• Short task: Return, word for word, the section of the plating-solution text below that starts at "A blind via hole, a" and ends at "a semiconductor chip.".

A blind via hole, a trench (groove) for fine wiring, a through hole penetrating a board, and the like may coexist in these boards. Since the plating solution of the present invention has excellent via filling characteristics, the plating solution is suitable for plating of a board having a via or a trench. The plating solution of the present invention can also be used for forming wiring of a board.
Specific examples of these boards include a printed circuit board such as a package substrate on which an IC bare chip is directly mounted, a silicon wafer on which an LSI or the like is directly mounted, and a silicon wafer substrate for manufacturing a semiconductor chip.
The plating solution of the present invention can plate, for example, a board as described above by a normal plating operation. Hereinafter, an embodiment of the plating operation using the plating solution of the present invention will be described, but the present invention is not limited to such an embodiment.
For example, a board to be plated is subjected to pretreatment such as formation of a barrier layer as desired, and then subjected to conductive treatment such as formation of a metal seed layer serving as a power feeding layer on the board. The conductive treatment can be performed by an ordinary conductive treatment method, for example, metal (including carbon) coating treatment by electroless plating, a so-called direct plating treatment method using carbon, palladium, or the like, sputtering, vapor deposition, a chemical vapor deposition (CVD) method, or the like.
The board subjected to the conductive treatment is then plated with the plating solution of the present invention. Conditions in this case are not particularly limited, and may follow ordinary plating conditions. For example, the plating may be performed at a liquid temperature of about 20° C. to 30° C. and a cathode current density of about 0.05 A/dm2 to 3 A/dm2. In addition, a plating time may be appropriately set according to the purpose of plating. Further, in the plating, it is preferable to perform liquid stirring by aeration, pump circulation, paddle stirring, or the like.
According to the embodiment described above, the blind via hole, the through hole, the trench, a through-silicon via, and the like in the above-described board can be filled in a state where a surface layer plating thickness (a thickness of plating of a portion of the board where has no blind via hole, through hole, trench, and through-silicon via and the plating is performed simultaneously with the blind via hole, the through hole, the trench, and the through-silicon via) is thin.
Specifically, for example, in order to completely fill the via hole by executing plating on a patterned board having a blind via hole with a diameter of 50 μm and a depth of 30 μm, the plating can be performed at a cathode current density of 1.5 A/dm2 for about 30 minutes. The surface layer plating thickness in this case may be, for example, about 10 μm.
In order to completely fill a via hole or a trench by executing plating on a board such as a silicon wafer having a via hole or a trench with a diameter of 0.1 μm to 0.5 μm and a depth of 0.2 μm to 1 μm for the purpose of manufacturing a semiconductor, the plating can be performed at a cathode current density of about 2 A/dm2 for about 150 seconds. The surface layer plating thickness in this case is, for example, about 1 μm.

• Data section:
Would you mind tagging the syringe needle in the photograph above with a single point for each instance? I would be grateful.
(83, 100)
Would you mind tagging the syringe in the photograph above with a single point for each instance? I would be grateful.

• Answer:
A blind via hole, a trench (groove) for fine wiring, a through hole penetrating a board, and the like may coexist in these boards. Since the plating solution of the present invention has excellent via filling characteristics, the plating solution is suitable for plating of a board having a via or a trench. The plating solution of the present invention can also be used for forming wiring of a board.
Specific examples of these boards include a printed circuit board such as a package substrate on which an IC bare chip is directly mounted, a silicon wafer on which an LSI or the like is directly mounted, and a silicon wafer substrate for manufacturing a semiconductor chip.